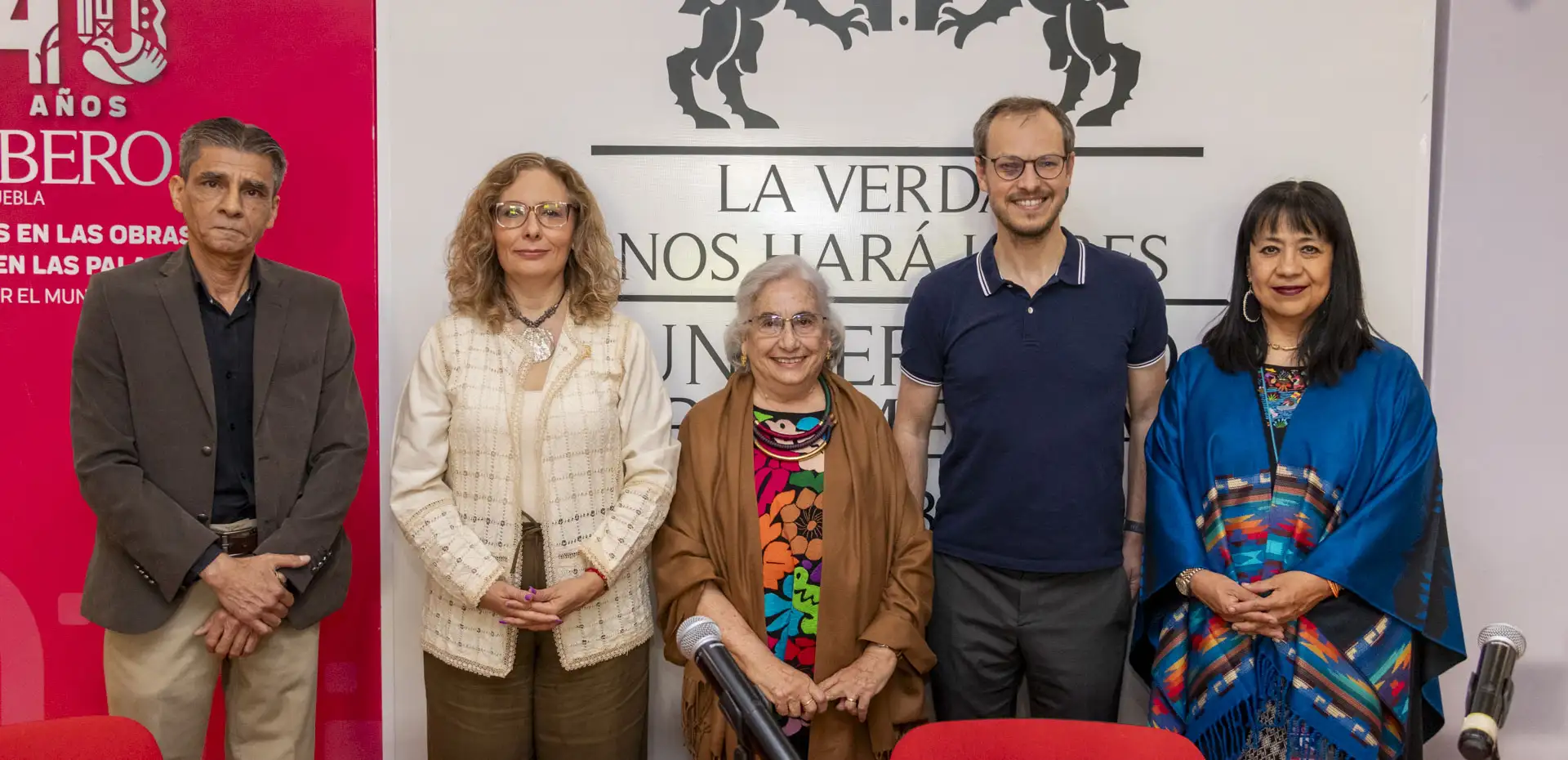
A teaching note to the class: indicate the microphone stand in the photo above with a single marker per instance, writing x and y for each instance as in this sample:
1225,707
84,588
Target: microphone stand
745,748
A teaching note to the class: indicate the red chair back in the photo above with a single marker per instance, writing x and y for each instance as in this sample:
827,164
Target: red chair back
96,737
1041,740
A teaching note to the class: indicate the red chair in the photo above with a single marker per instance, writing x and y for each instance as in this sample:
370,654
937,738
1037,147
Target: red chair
1041,740
96,737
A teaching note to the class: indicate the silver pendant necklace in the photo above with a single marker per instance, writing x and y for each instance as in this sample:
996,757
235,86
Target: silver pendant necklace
535,340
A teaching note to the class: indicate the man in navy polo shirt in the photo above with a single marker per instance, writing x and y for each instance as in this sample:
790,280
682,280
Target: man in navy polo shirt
1040,344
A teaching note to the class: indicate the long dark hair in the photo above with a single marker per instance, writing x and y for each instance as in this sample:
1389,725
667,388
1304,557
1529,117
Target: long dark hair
1338,332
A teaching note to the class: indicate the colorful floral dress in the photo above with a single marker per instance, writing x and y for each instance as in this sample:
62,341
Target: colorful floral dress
789,517
1275,737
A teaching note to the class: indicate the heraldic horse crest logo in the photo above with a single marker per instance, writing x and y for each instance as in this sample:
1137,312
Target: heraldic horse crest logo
1075,32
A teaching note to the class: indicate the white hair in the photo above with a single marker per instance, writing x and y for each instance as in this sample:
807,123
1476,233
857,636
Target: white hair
765,274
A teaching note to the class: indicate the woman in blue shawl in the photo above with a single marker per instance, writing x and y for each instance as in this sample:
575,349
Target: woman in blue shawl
1298,599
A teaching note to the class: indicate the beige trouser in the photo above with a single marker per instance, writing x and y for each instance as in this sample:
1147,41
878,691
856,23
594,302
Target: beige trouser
538,712
165,680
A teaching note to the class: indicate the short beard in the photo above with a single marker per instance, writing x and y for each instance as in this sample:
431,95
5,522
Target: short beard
1036,235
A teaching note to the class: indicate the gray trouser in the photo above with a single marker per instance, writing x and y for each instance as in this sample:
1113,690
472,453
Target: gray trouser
1065,633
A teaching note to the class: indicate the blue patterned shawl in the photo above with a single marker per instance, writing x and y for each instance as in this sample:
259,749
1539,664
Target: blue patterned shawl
1355,498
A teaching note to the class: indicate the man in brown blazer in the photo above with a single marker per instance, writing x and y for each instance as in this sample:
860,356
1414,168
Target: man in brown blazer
220,437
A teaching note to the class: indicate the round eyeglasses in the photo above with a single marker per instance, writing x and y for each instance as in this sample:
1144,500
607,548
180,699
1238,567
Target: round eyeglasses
1012,167
552,214
804,324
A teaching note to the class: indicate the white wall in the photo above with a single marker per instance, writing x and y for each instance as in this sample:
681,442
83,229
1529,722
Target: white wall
1494,359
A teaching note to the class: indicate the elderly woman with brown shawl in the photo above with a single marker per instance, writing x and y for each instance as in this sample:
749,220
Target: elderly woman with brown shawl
794,528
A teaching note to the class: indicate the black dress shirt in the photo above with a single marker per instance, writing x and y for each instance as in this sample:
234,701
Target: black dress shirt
231,349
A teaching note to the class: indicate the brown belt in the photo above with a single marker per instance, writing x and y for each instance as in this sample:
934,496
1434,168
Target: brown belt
238,543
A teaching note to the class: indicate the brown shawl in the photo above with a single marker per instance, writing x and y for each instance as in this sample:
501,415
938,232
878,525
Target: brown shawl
877,575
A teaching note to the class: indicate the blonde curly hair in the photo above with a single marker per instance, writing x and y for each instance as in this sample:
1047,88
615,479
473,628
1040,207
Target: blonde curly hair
474,277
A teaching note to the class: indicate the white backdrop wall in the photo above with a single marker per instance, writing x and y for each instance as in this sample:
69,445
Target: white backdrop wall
1496,311
1230,96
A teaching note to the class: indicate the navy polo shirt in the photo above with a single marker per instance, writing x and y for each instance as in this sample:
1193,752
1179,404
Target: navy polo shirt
1037,395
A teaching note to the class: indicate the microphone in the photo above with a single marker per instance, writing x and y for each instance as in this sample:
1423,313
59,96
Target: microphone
1490,691
744,705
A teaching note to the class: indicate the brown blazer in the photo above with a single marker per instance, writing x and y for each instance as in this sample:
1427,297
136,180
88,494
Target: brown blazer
877,569
143,427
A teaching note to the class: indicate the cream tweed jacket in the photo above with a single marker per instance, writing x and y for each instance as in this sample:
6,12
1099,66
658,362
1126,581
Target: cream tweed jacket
608,463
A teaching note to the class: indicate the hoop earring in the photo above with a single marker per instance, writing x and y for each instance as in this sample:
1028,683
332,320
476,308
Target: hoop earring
1249,294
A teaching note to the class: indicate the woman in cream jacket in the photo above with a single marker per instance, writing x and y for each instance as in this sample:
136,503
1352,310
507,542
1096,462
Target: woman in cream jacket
533,462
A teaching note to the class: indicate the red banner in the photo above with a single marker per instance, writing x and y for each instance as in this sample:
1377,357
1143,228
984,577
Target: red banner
95,96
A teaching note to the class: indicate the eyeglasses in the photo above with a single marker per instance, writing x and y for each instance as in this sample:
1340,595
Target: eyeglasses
1012,167
552,214
804,324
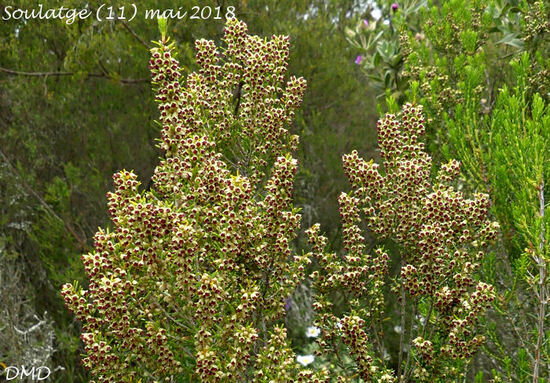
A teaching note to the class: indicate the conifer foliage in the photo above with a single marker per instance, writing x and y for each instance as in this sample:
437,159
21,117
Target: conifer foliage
196,270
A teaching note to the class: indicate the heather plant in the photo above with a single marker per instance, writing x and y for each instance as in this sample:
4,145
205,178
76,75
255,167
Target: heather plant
440,236
190,283
481,71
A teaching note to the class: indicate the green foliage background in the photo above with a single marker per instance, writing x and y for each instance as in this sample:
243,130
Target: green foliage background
76,106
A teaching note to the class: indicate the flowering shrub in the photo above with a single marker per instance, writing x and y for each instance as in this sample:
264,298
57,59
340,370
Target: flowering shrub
189,283
440,236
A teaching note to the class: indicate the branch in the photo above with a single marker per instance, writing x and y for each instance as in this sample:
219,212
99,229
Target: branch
61,74
543,300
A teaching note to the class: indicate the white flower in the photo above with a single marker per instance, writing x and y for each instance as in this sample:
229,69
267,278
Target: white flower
312,332
304,360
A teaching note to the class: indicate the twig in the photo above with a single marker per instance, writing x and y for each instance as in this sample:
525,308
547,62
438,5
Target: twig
402,334
542,288
141,41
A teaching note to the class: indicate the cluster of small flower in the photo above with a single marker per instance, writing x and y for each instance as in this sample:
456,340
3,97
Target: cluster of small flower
442,234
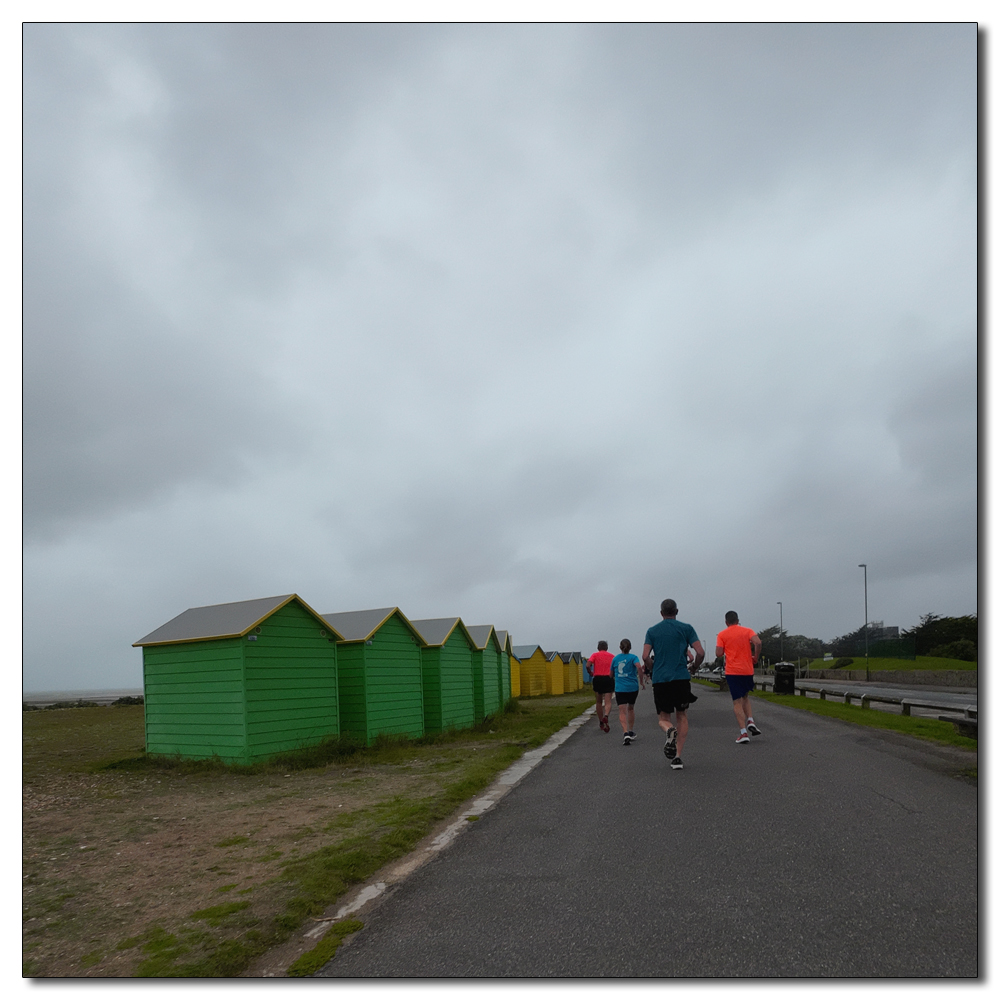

——

- **INSTRUÇÕES DA TAREFA**
Identifique nos registros todas as linhas que contêm a palavra "shirt" e copie cada uma delas. Maiúsculas e minúsculas fazem diferença.

- **RESPOSTA ESCRITA**
A teaching note to the class: indicate the man in navy polo shirt in the photo above with a single marker per instance, writing x and y for each instance as in this sample:
Target: man in navy polo shirt
A teaching note to the class: indicate the black dress shirt in the photo above with a single marker per instance, writing x and y for each instance as in this sample:
Target: black dress shirt
A teaching note to the class: indicate the navy polo shirt in the photo above with a single marker per instance, writing x and y for each instance as in this sample:
Target: navy polo shirt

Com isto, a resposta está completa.